**DOCUMENT SEGMENT**
Heat stress affects heifers and growth rate
Cooling cows is well known to have an economic return, but there are advantages to keeping heifers comfortable too.
June 4, 2012 - Author: Roberta Osborne, Michigan State University Extension
The early warm temperatures this spring can serve as a reminder to be prepared for higher summer temperatures that are sure to arrive. Last summer’s extreme heat tested humans, cows and calves. We often prepare for cooling cows with additional fans, misting, etc. But calves can feel the heat too. According to several studies, calves have a “thermal neutral zone” which is from about 60-75 degrees F in still air. The thermal neutral zone is the temperature range in which the calf does not need to expend extra energy to either keep warm or to stay cool. The range varies due to age, feed intake, body fat levels and hair coat thickness. The strain of maintaining normal body functions in very cool or hot weather decreases the calf’s growth rate and your bottom line. It’s important to keep calves comfortable outside of those temperatures. Also remember that heat and humidity can combine to cause even more stress than is reflected on the thermometer.

**THE PROBLEM**
Take the text on heat stress in heifers and calves further, beginning right after its last sentence. The entries that come after this text are separate material and have no connection to it.

**SUPPLIED DATA**
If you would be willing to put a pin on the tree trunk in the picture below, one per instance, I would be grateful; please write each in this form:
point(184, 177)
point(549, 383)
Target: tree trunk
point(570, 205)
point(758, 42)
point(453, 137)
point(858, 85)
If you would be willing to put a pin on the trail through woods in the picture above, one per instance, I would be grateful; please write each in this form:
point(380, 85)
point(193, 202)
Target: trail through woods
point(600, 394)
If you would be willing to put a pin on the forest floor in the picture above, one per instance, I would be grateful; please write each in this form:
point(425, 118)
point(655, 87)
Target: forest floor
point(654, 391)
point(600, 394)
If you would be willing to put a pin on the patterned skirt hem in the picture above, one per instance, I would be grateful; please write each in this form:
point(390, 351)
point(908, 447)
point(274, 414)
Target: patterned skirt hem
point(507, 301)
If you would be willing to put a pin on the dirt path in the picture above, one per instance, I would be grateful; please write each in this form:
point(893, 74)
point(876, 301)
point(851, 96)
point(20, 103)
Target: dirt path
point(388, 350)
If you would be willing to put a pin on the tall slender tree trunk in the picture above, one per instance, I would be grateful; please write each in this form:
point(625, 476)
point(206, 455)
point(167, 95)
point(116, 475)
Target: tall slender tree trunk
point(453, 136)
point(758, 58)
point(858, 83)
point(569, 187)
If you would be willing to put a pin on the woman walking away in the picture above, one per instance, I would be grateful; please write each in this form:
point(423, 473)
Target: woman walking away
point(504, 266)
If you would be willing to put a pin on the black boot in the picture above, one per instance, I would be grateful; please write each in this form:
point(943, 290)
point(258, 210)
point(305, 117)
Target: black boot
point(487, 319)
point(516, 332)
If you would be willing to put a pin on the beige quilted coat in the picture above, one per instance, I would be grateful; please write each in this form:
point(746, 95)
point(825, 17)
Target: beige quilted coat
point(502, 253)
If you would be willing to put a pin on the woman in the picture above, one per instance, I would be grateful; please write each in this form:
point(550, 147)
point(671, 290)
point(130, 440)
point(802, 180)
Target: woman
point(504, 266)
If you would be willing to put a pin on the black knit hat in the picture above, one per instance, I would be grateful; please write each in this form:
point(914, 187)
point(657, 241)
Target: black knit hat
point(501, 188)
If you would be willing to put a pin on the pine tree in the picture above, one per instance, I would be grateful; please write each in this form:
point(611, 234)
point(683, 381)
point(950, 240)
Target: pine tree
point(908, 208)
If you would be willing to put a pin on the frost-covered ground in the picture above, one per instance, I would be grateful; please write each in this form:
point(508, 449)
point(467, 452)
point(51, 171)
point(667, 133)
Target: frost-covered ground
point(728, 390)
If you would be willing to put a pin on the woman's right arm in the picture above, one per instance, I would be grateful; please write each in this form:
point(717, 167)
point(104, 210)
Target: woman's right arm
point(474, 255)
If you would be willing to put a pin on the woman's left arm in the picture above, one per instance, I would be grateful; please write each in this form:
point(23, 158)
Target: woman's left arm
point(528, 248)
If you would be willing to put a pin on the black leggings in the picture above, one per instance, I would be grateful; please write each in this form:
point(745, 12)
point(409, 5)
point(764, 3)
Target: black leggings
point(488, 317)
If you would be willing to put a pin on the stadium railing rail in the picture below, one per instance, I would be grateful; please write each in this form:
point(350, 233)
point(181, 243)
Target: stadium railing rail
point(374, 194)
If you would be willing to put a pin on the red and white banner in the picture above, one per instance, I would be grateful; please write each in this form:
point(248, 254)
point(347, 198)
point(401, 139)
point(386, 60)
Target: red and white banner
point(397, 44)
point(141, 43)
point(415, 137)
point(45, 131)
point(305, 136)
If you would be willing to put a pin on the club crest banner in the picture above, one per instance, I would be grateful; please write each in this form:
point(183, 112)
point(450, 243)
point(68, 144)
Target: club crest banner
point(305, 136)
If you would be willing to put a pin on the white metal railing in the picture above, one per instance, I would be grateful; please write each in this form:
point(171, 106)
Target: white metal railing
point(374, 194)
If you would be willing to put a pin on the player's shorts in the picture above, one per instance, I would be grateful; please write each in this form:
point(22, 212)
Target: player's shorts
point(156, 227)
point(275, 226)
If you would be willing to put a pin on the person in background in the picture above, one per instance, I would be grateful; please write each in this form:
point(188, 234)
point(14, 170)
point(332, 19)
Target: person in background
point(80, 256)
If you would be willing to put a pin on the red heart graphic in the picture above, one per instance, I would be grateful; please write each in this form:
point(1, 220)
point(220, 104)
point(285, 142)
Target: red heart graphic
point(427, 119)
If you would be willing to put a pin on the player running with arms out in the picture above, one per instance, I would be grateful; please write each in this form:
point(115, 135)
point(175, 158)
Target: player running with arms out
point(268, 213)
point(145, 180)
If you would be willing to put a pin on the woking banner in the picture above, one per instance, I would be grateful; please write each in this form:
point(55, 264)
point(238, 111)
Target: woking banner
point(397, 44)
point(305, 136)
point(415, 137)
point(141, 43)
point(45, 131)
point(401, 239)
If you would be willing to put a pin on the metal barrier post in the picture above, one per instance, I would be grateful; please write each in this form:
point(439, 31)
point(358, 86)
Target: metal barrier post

**EXERCISE RESPONSE**
Below is a list of visible signs of heat stress in calves that are important warning signs to recognize:
- Reduced movement
- Faster breathing rates
- Open-mouthed panting
- Decreased feed intake
- Increased water consumption
What can you do to decrease heat stress? In hot summer months, move hutches into the shade or cover them with shade cloth. Supply unlimited amounts of cool, fresh water to avoid dehydration. A heat-stressed calf can drink up to six gallons of water daily. Fill and/or change the water in calf buckets at least three times per day. Calves may wait to eat until the cooler evening hours so make sure they have plenty of water for overnight. Prop a back edge of the calf hutch up six-eight inches to increase air flow. Don’t handle or vaccinate calves except in the cool early morning hours.
Addressing heat stress in calves makes good economic sense. Heat stressed calves may grow more slowly, reach maturity later and be delayed in entering the milking herd. Worse yet, you might even lose valuable heifer calves.
Lastly, what about heifers ready to calve for the first time? Research has shown that decreasing heat stress in dry cows results in increased calf size as well as improved colostrum quality. So pre-calving heifers should not be exposed to extreme heat either.
Minimizing heat stress on calves and heifers can definitely increase their growth rate and even improve their chances of entering the milking herd on schedule.